### What to produce:
Scan the entries for the word "reflection", and copy every line where it appears.

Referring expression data
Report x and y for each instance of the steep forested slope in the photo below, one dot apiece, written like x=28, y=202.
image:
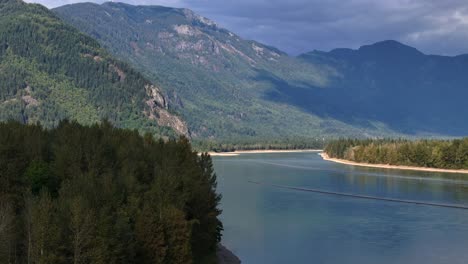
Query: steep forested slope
x=50, y=71
x=98, y=194
x=227, y=87
x=411, y=92
x=224, y=86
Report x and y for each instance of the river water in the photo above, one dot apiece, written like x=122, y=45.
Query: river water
x=269, y=224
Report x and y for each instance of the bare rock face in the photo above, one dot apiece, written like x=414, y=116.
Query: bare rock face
x=225, y=256
x=156, y=98
x=158, y=110
x=171, y=120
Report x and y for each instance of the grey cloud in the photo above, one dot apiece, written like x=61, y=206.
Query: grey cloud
x=296, y=26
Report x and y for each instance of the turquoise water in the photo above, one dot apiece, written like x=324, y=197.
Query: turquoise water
x=267, y=224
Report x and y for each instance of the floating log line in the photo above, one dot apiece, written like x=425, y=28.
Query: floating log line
x=367, y=197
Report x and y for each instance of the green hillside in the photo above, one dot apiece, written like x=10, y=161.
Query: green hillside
x=49, y=71
x=224, y=86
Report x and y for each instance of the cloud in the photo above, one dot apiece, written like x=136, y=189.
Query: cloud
x=296, y=26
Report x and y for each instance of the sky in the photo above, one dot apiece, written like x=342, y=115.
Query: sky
x=298, y=26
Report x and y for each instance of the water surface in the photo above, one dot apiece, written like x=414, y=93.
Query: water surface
x=266, y=224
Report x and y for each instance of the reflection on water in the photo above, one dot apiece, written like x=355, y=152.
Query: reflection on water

### The completed task:
Report x and y for each instance of the reflection on water in the photo above, one dot apiece, written like x=355, y=152.
Query: reflection on water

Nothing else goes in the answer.